# VORGEGEBENER TEXT
________________

Langer Kampf um Lohnfortzahlung
Als Unverschämtheit bezeichnet der gesundheitspolitische Sprecher der Fraktion Die Linke im Berliner Abgeordnetenhaus, Wolfgang Albers diesen Vorstoß. Er erinnerte daran, dass die Lohnfortzahlung im Krankheitsfall durch einen langen, erbittert geführten Streik 1956/1957 in der BRD erkämpft worden ist. Im Zuge der sozialdemokratischen Reformpolitik wurde die Lohnfortzahlung im Krankheitsfall 1970 zum Gesetz, woran noch im letzten Jahr in einem Beitrag im Deutschlandfunk erinnert wurde.
Doch die Kapitalseite hat schon immer versucht, das erkämpfte Recht zurückzudrehen und zu verwässern. Damit fand sie bei der Politik auch Gehör, vor allem in den 1990er-Jahren. So plädierten Verbandspräsidenten des Unternehmerlagers dafür, Karenztage einzuführen: In den ersten drei Tagen der Arbeitsunfähigkeit sollten die Beschäftigten kein Entgelt erhalten. Bei den Gewerkschaften stießen sie damit auf heftigen Widerstand. Aber in der letzten Phase der "schwarz-gelben" Koalitionsregierung unter dem CDU-Kanzler Helmut Kohl errangen sie einen Erfolg. 1996 wurde das Gesetz geändert: Kranke bekamen nicht mehr 100 Prozent ihres Nettolohns weiter, sondern nur noch 80 Prozent.

________________

# INHALT DES DATENSATZES
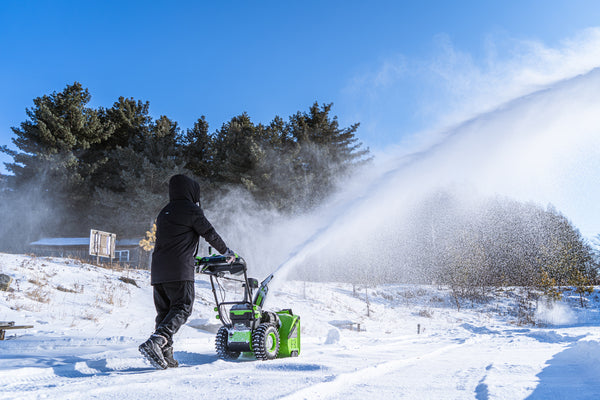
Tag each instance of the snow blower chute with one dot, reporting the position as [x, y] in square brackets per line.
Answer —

________________

# AUFGABENSTELLUNG
Schreiben Sie den Text über die Lohnfortzahlung im Krankheitsfall im Anschluss an seinen letzten Satz weiter.

# LÖSUNG
1998, in dem Jahr, als die rotgrüne Regierung das Kabinett aus Union und FDP ablöste, wurde die Gesetzesänderung wieder gekippt. Seitdem gilt: voller Lohn bei Krankheit. Nun kommt der nächste Angriff auf das erkämpfte Recht über den Hygiene- und Gesundheitsdiskurs. Darauf hat Wolfgang Albers einem Radiointerview noch einmal daran erinnert. Der Mediziner sagte auch, dass der beste Schutz darin besteht, sich selbst impfen zu lassen. Dann ist auch der ungeimpfte Kollege am Arbeitsplatz kein Gesundheitsrisiko.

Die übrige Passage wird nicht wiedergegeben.